**Document text:**

No Pain, No Gain: The Hottest Trade of 2012

Posted ByJohn Melloy
Sam Hodgson | Bloomberg | Getty Images

While the risks can be large, sometimes the biggest paydays on Wall Street come from making a contrarian bet on the most hated sector on the planet. This was never truer than during 2012.

The housing sector, which brought the financial system to its knees in 2008 and continued to be an albatross around the middle class for the next three years, was the hottest trade this year as consumer confidence improved and as the Federal Reserve kept interest rates low. The central bank even went so far as to purchase mortgage-backed securities.

The iShares U.S. Home Construction ETF (ITB) surged more than 75 percent in 2012 as shares of homebuilders such as Pulte Homes and Lennar doubled or nearly doubled and construction-related stocks like Home Depot jumped. More complicated mortgage-backed securities were among the biggest winners for hedge funds brave enough to buy them.

**To-do list:**
A – Return the passage of the article on the 2012 housing trade starting with "The iShares U.S." and going on through "to buy them.", reproduced word for word.
B – Select every line of the rows below that contains the string "white", treating uppercase and lowercase letters as distinct.

Items from a labeling collection
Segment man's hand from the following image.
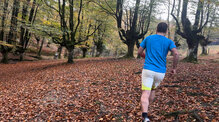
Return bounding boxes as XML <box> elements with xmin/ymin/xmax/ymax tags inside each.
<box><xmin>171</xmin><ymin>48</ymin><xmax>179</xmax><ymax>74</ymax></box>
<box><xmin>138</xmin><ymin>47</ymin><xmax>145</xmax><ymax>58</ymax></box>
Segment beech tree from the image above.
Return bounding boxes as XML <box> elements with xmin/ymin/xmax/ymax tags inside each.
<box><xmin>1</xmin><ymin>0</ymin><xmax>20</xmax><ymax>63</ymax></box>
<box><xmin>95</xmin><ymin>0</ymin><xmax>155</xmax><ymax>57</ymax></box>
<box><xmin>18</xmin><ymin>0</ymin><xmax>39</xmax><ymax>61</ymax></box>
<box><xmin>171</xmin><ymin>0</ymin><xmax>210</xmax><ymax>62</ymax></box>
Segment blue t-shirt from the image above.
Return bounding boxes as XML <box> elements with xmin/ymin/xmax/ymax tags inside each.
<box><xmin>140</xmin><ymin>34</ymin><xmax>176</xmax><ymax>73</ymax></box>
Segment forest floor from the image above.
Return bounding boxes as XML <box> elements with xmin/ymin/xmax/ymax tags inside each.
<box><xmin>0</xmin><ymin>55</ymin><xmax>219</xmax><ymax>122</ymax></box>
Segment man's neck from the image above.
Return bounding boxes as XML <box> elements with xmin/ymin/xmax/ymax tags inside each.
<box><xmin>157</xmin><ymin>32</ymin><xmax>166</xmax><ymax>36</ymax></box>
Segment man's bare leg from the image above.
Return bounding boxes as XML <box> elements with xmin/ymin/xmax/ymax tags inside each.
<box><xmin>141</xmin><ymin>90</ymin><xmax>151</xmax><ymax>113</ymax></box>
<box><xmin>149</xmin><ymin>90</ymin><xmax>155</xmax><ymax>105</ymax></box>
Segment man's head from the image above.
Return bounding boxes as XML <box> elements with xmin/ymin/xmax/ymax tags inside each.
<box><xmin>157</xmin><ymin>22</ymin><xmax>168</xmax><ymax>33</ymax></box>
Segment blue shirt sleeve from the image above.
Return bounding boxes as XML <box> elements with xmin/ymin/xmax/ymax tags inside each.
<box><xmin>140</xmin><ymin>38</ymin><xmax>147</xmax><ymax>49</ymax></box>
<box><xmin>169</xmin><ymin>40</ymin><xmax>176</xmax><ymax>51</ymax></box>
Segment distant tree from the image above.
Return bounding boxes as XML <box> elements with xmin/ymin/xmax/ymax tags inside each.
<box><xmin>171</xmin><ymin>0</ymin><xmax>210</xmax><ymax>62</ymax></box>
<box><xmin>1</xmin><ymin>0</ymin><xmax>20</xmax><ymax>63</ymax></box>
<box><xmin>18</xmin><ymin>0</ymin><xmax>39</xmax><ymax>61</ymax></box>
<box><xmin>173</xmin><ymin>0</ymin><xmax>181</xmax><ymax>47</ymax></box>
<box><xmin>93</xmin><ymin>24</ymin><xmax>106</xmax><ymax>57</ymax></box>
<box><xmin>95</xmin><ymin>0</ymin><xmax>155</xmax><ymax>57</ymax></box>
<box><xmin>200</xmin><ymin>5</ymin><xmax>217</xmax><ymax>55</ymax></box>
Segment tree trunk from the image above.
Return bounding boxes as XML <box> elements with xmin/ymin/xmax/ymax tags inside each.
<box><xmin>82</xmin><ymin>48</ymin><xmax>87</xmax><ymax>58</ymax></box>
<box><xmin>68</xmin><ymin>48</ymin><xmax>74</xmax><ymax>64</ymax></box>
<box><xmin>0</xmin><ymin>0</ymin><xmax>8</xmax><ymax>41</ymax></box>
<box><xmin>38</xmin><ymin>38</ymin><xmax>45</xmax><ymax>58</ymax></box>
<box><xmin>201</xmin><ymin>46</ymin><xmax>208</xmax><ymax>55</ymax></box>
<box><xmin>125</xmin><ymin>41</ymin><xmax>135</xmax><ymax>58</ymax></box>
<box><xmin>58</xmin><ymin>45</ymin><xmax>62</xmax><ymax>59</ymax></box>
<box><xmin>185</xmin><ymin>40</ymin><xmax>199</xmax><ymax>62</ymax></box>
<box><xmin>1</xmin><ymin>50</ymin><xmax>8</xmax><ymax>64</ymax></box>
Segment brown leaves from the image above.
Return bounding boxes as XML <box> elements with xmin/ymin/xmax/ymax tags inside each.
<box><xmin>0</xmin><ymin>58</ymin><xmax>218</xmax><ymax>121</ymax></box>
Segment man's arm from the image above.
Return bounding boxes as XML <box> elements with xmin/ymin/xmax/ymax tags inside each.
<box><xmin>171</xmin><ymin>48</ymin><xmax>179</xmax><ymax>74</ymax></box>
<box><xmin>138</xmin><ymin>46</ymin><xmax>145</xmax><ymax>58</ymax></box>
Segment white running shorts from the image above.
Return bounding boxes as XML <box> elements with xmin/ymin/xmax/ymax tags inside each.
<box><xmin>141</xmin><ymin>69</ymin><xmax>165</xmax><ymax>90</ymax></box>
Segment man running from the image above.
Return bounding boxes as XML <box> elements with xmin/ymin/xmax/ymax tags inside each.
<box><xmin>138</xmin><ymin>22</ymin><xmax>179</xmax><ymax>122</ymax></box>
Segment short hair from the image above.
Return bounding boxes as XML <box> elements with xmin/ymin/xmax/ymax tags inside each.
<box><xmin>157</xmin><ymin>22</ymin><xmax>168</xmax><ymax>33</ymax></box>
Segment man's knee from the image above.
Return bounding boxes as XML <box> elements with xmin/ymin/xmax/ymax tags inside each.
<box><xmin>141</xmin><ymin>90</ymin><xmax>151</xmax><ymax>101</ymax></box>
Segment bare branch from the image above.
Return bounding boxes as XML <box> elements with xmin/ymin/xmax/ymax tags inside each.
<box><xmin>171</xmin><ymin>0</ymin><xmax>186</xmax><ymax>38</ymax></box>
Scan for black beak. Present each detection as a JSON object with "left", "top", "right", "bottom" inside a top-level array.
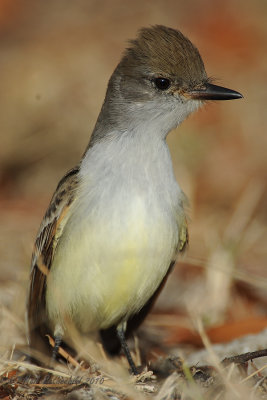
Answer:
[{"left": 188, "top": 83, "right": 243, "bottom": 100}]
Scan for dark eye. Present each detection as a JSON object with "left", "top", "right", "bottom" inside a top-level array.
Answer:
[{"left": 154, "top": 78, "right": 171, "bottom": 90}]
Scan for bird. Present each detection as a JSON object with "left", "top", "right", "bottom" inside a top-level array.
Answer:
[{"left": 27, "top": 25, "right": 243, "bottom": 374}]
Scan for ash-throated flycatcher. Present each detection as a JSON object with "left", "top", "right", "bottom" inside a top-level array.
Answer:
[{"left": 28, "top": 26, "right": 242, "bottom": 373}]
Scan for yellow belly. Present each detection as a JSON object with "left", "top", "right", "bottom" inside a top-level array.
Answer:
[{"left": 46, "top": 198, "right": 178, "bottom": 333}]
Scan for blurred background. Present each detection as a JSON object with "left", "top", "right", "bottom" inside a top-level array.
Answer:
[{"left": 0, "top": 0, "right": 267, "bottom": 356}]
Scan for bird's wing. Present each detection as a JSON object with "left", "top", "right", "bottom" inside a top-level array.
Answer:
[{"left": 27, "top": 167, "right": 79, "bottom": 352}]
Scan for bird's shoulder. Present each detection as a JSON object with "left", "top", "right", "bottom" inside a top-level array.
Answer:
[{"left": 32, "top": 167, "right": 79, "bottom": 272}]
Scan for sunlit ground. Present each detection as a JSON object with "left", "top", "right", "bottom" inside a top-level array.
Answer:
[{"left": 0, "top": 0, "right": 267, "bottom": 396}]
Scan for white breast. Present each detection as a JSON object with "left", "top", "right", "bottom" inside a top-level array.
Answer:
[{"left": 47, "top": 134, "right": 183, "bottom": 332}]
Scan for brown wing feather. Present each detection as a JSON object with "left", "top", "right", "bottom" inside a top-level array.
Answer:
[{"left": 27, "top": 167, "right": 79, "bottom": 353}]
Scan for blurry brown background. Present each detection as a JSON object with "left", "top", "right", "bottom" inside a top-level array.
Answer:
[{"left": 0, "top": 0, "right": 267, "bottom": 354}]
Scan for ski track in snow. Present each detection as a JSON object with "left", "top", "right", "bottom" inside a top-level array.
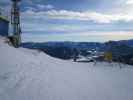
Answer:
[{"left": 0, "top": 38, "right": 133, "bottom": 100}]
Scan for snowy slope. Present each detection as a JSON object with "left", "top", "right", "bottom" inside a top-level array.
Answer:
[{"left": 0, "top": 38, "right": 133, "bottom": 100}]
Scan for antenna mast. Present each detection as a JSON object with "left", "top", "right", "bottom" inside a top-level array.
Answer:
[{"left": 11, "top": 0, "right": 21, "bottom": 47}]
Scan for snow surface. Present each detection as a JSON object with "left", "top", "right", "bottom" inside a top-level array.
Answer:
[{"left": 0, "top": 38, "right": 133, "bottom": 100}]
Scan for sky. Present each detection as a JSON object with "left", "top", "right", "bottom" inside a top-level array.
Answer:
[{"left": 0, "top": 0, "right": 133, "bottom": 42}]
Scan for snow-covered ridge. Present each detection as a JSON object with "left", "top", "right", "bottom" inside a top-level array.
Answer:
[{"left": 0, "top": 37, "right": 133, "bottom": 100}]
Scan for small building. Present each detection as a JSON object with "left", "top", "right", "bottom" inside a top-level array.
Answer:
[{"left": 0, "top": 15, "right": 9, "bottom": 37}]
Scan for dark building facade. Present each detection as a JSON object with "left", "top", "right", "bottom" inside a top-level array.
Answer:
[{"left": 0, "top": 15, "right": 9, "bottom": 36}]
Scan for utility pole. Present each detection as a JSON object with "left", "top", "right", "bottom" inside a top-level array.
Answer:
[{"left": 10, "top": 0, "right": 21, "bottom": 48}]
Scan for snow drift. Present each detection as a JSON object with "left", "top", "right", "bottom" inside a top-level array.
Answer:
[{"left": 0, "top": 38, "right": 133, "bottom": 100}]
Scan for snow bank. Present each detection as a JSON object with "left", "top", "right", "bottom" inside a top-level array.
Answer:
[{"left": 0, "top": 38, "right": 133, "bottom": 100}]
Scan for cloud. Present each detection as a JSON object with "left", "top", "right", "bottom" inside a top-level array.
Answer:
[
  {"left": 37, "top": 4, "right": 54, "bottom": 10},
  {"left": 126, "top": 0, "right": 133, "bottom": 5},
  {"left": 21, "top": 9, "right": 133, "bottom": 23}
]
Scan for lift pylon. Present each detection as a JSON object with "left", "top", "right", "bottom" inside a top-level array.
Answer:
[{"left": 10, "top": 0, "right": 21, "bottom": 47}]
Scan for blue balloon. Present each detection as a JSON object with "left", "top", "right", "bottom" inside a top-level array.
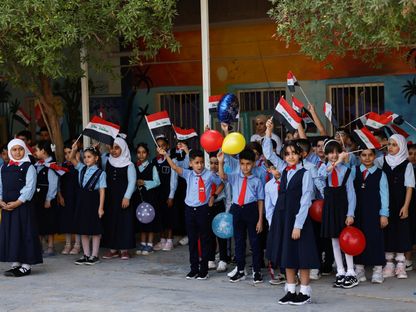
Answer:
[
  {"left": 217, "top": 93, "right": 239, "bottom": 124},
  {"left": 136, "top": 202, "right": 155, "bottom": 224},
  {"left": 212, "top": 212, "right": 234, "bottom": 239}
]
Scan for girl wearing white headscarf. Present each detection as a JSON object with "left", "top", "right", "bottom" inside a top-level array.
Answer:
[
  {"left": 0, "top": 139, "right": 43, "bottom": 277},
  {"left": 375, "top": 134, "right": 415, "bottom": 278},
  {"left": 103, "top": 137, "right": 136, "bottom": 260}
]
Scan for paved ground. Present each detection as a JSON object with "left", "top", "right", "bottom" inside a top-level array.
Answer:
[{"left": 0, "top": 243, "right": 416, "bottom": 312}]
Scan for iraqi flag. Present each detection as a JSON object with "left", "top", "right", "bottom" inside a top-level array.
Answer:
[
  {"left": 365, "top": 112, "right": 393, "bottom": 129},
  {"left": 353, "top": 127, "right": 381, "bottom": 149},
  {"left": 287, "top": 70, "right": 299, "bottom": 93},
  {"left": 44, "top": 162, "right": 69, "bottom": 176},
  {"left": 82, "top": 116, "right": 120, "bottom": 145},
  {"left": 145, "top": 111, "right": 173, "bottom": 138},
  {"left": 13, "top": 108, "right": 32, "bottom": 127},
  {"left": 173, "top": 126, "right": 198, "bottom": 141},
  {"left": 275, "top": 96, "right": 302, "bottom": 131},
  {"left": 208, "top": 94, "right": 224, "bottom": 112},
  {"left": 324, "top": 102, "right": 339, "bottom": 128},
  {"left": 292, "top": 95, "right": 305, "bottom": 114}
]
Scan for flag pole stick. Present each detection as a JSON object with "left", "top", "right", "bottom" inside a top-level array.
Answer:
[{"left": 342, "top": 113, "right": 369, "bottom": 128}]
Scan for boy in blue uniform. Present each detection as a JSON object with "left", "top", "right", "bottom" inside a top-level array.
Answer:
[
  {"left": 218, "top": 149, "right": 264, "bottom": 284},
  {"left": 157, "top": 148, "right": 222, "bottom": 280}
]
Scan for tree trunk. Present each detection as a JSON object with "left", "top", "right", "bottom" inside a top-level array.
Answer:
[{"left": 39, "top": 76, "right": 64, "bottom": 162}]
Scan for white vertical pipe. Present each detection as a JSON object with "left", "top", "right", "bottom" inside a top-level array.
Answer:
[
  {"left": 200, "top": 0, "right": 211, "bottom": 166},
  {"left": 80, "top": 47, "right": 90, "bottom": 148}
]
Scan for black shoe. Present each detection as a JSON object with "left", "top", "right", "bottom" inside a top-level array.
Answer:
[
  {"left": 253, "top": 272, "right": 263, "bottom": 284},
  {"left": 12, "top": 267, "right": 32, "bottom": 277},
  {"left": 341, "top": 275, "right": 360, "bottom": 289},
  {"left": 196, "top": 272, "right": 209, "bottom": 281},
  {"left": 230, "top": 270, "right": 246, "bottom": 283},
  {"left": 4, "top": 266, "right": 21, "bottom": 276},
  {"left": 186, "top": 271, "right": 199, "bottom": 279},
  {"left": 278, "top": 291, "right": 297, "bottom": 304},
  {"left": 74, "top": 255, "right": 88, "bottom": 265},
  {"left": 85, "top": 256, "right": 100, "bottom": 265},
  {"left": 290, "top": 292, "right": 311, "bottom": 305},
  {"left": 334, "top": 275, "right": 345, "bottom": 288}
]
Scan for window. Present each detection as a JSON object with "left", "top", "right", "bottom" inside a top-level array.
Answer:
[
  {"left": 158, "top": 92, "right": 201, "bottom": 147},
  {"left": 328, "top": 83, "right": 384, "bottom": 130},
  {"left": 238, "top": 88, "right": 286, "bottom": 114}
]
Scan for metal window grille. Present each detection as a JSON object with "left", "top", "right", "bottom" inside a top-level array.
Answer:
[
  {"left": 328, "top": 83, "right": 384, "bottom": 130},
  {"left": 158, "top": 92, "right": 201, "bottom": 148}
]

**Exercise answers:**
A –
The iShares U.S. Home Construction ETF (ITB) surged more than 75 percent in 2012 as shares of homebuilders such as Pulte Homes and Lennar doubled or nearly doubled and construction-related stocks like Home Depot jumped. More complicated mortgage-backed securities were among the biggest winners for hedge funds brave enough to buy them.

B –
Segment white running shorts from the image above.
Scan for white breast. Present each detection as a JSON object with "left", "top", "right", "bottom" inside a top-level array.
Scan for girl wearing white headscarf. Present each detection as a JSON object with "left", "top", "right", "bottom" inside a top-level array.
Scan for white vertical pipe. Present each detection as a JSON object with "left", "top", "right", "bottom" inside a top-level array.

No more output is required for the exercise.